Data to examine —
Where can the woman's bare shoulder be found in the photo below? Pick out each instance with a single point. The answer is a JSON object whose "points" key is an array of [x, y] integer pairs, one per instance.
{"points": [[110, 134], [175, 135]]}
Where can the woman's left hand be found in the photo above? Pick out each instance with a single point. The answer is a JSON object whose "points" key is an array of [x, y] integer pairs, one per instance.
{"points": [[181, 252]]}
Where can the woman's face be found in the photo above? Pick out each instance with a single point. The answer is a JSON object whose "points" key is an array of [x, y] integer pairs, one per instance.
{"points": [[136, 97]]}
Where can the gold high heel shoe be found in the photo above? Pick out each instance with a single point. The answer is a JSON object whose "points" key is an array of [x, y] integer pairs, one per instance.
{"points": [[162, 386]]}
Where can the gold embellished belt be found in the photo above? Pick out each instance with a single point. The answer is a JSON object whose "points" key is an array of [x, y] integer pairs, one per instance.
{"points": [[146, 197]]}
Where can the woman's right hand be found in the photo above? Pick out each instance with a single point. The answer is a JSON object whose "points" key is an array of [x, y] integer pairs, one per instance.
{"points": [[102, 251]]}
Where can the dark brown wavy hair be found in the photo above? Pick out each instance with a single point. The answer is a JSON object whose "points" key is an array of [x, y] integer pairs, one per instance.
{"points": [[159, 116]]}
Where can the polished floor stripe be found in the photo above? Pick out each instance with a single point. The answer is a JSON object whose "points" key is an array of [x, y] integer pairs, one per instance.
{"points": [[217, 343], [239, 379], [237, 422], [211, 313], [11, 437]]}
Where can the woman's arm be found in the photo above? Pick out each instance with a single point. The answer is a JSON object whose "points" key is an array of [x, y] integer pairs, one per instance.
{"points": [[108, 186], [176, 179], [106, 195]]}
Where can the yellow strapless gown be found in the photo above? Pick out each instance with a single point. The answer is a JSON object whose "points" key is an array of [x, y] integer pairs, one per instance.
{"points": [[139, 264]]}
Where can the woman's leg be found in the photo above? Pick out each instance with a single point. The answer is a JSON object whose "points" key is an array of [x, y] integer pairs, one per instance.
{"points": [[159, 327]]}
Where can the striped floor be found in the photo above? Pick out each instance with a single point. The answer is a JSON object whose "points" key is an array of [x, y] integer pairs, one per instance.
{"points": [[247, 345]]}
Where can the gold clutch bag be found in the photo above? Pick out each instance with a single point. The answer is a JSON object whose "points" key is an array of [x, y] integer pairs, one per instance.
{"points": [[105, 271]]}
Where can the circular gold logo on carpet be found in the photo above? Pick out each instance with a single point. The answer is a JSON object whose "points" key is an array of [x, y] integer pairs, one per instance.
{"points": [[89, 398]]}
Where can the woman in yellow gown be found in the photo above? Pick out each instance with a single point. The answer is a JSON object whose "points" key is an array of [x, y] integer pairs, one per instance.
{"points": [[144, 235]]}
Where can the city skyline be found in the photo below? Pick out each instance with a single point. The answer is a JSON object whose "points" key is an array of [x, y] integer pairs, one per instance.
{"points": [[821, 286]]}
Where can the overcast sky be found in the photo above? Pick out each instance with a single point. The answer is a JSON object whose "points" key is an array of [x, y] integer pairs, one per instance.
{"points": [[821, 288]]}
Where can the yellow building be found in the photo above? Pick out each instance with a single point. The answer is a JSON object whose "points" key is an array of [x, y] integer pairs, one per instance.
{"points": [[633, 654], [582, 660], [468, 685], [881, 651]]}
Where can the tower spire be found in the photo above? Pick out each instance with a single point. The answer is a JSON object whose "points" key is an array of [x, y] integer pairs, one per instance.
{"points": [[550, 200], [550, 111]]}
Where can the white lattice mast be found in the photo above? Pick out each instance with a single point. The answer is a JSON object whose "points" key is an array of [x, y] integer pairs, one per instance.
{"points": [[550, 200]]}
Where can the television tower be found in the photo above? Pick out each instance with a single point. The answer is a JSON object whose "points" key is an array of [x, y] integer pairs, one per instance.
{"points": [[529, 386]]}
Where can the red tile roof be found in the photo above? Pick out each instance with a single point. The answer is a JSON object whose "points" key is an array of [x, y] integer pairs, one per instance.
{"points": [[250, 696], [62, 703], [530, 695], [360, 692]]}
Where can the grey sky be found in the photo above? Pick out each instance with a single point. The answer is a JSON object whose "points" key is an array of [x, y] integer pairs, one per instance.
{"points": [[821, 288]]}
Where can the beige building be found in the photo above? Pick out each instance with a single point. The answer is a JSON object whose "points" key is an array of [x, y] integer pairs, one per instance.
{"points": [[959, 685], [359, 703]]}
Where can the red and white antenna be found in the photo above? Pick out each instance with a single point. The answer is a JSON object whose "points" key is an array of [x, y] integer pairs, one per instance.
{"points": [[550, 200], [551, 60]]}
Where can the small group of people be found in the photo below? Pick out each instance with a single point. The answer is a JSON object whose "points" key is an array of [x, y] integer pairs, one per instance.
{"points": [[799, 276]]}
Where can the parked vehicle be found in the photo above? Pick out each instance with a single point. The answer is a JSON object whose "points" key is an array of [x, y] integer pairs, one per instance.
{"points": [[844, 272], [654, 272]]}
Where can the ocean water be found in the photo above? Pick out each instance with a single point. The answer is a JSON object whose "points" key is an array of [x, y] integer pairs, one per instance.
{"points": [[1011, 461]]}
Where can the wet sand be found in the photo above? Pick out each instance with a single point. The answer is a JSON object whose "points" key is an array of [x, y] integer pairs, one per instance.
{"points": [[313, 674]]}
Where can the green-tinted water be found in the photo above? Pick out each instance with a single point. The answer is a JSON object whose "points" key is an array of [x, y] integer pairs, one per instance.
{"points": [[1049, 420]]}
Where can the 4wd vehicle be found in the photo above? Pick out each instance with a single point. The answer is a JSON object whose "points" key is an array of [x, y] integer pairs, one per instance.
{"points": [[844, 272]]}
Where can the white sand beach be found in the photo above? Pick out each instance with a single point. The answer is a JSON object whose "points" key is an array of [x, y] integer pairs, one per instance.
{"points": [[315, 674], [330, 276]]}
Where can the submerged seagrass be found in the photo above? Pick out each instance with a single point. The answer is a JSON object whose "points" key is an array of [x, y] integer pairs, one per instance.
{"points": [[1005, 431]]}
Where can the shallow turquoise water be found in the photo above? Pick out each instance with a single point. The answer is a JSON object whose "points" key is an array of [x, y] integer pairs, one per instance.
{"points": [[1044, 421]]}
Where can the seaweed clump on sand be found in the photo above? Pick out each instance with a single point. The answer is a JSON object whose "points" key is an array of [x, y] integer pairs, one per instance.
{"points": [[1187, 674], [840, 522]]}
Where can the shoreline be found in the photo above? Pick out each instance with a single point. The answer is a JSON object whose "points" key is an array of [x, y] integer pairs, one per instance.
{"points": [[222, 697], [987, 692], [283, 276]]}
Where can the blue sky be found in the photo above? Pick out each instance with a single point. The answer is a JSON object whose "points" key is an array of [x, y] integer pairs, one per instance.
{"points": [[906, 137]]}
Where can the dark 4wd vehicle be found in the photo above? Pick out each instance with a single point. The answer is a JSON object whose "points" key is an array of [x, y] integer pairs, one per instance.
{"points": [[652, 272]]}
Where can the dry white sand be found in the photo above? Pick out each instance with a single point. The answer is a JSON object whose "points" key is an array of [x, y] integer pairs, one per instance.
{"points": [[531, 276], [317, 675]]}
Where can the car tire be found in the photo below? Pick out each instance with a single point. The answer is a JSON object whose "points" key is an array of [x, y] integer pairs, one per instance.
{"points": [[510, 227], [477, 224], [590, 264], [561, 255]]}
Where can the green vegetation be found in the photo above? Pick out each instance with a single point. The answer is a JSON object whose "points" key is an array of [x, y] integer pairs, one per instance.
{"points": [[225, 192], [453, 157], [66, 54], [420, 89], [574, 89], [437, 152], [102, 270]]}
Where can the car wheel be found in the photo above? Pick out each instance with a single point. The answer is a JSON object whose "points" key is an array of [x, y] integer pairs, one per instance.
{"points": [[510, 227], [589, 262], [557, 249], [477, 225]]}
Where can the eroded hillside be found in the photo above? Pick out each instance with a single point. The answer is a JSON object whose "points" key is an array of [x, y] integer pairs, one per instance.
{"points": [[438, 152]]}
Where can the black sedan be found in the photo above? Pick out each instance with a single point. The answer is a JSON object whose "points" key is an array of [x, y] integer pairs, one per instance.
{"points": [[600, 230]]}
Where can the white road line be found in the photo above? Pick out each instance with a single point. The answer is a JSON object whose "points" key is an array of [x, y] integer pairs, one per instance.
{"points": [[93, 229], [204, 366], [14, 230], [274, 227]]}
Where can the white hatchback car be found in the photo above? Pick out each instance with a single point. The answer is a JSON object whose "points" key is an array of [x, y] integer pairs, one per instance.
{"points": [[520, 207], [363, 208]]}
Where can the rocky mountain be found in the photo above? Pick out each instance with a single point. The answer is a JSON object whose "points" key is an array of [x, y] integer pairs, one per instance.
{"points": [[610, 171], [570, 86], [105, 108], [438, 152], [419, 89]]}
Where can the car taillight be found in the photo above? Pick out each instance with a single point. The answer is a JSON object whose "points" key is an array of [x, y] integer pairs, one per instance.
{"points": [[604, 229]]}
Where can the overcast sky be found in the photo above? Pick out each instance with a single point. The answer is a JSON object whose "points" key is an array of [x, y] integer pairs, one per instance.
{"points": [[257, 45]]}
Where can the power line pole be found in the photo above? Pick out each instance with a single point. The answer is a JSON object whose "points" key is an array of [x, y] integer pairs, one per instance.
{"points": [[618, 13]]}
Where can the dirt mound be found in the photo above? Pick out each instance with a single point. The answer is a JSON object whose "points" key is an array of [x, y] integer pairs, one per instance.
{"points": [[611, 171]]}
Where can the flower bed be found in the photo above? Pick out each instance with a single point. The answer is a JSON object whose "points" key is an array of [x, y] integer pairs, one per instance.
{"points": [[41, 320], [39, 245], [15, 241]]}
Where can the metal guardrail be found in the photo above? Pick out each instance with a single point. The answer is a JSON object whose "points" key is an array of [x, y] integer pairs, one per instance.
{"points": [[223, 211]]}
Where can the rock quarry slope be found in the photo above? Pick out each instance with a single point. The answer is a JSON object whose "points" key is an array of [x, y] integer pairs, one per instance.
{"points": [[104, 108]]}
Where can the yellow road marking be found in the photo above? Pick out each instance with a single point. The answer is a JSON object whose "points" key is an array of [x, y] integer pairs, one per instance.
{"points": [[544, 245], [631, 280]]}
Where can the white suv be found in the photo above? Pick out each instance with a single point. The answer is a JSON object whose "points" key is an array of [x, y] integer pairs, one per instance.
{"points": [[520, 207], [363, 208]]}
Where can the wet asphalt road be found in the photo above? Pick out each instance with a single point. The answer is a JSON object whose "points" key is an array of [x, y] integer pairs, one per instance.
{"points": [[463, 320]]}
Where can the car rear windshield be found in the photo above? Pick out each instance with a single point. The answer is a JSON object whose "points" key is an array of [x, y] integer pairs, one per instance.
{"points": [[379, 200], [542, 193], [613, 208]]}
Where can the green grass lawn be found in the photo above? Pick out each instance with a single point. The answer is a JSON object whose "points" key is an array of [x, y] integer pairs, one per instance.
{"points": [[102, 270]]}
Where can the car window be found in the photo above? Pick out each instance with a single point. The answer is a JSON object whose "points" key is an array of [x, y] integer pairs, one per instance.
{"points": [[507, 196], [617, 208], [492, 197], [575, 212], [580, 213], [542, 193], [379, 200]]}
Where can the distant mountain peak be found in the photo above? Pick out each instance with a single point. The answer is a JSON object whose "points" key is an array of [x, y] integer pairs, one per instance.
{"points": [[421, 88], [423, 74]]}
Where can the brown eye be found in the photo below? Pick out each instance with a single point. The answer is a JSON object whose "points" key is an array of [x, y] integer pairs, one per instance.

Prompt — From the line that holds "Where can the car rear" down to the last line of the material, copy every line exactly and add nothing.

Expected answer —
Where can the car rear windshield be found in the photo above? Pick out each instance with a single point. The answer is a JSON object whose "points" key is an array of [x, y] integer pairs, one per instance.
{"points": [[379, 200], [542, 193], [613, 208]]}
Where can the green grass lawn be found in the photo above? Pick out each instance with a single point. The answer is a JSON object whose "points" key is an array of [x, y] integer pairs, one per instance.
{"points": [[102, 270]]}
Where can the car window be found in the photo above? Pick out each instance with a single point. The answer is a JSON object whose "points" key is an array of [x, y] integer pairs, one per instance.
{"points": [[507, 196], [617, 208], [492, 197], [575, 212], [580, 213], [542, 193], [379, 200]]}
Where can the distant mountain peak be found in the photo above? Pick out each instance with a single point. The answer is a JSON object whose "points" key is an array of [x, y] integer pairs, one per instance.
{"points": [[421, 88], [423, 74]]}
Where can the brown eye be found in the photo below? Pick out each instance with a single point. The answer is a JSON object whose "points" key is an array of [x, y] integer pairs, one per instance.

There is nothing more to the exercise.